- **WRITTEN REQUEST**: Render the entries from the line containing "Reviewer note: make sure each instance of the river" through the line containing "Reviewer note: make sure each instance of the tree" as a Markdown table with two columns, Row and Line. Number each row, and leave out any blank lines.

- **RECORDS TO USE**:
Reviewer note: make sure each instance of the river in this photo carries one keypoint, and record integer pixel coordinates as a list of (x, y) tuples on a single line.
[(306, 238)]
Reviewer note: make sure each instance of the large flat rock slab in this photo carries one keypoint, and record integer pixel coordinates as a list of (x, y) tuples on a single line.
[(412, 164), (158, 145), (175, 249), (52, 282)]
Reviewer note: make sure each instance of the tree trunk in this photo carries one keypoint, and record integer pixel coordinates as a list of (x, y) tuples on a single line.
--
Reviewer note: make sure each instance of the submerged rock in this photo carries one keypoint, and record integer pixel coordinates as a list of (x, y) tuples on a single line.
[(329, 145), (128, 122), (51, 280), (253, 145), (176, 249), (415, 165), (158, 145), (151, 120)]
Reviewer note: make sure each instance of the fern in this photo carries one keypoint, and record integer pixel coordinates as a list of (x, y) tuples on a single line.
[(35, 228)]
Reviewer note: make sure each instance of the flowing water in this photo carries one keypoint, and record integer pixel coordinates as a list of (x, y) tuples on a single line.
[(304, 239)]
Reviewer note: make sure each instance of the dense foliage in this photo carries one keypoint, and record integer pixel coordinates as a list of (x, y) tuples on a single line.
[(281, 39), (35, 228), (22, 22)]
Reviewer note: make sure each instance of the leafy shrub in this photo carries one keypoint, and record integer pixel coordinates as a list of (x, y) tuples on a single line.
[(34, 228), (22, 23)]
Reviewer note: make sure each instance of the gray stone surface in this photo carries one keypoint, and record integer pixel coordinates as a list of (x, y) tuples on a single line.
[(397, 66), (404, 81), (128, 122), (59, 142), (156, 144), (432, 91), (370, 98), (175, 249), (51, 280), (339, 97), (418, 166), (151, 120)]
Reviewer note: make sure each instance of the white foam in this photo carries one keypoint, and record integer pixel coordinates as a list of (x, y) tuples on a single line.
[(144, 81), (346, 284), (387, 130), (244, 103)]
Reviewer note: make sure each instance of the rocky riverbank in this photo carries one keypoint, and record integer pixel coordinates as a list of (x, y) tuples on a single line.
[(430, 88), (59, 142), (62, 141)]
...
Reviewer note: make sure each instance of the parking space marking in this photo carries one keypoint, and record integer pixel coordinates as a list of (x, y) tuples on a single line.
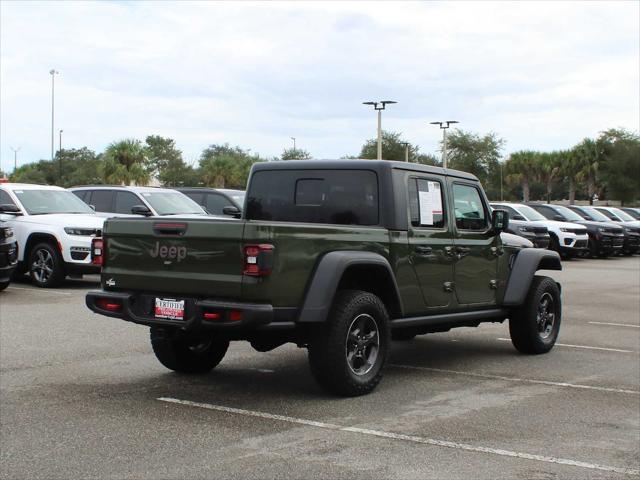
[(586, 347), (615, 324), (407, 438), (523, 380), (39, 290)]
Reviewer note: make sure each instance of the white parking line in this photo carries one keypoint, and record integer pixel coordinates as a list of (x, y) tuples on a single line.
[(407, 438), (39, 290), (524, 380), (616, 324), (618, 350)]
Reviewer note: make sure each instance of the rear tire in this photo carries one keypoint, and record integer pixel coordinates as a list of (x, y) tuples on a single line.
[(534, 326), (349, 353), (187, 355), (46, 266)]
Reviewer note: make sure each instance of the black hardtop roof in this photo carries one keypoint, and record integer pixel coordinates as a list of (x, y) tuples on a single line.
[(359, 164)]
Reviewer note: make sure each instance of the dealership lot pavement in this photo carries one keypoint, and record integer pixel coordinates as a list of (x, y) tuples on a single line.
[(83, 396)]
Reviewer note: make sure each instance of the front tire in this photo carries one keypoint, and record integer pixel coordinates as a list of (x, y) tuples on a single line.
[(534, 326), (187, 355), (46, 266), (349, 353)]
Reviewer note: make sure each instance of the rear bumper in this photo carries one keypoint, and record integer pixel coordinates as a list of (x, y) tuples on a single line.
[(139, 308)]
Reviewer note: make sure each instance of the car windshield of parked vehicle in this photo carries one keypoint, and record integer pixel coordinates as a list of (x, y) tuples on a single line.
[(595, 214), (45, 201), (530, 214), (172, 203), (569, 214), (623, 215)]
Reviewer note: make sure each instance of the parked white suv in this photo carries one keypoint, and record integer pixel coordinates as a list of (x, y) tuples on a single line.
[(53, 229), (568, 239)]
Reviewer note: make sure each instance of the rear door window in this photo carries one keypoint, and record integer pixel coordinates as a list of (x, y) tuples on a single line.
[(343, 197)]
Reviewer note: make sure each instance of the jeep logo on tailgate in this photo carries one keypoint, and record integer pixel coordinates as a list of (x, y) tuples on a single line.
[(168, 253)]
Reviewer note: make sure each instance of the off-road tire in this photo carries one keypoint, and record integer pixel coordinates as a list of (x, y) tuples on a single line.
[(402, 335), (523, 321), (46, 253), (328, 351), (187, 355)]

- **EXERCISE RESPONSE**:
| Row | Line |
|---|---|
| 1 | Reviewer note: make sure each instance of the river in this photo carries one keypoint, and record integer pixel coordinates as a list of (x, y) tuples on a single line. |
| 2 | [(306, 238)] |
| 3 | Reviewer note: make sure each instance of the large flat rock slab in this photo carries one keypoint, and record integer pixel coordinates as a list of (x, y) tuples on a single line. |
| 4 | [(412, 164), (158, 145), (175, 249), (52, 282)] |
| 5 | Reviewer note: make sure each instance of the tree trunk in this photo carries one keypoint, and record integer pixel coordinates as a list of (x, y) tuples on a single line. |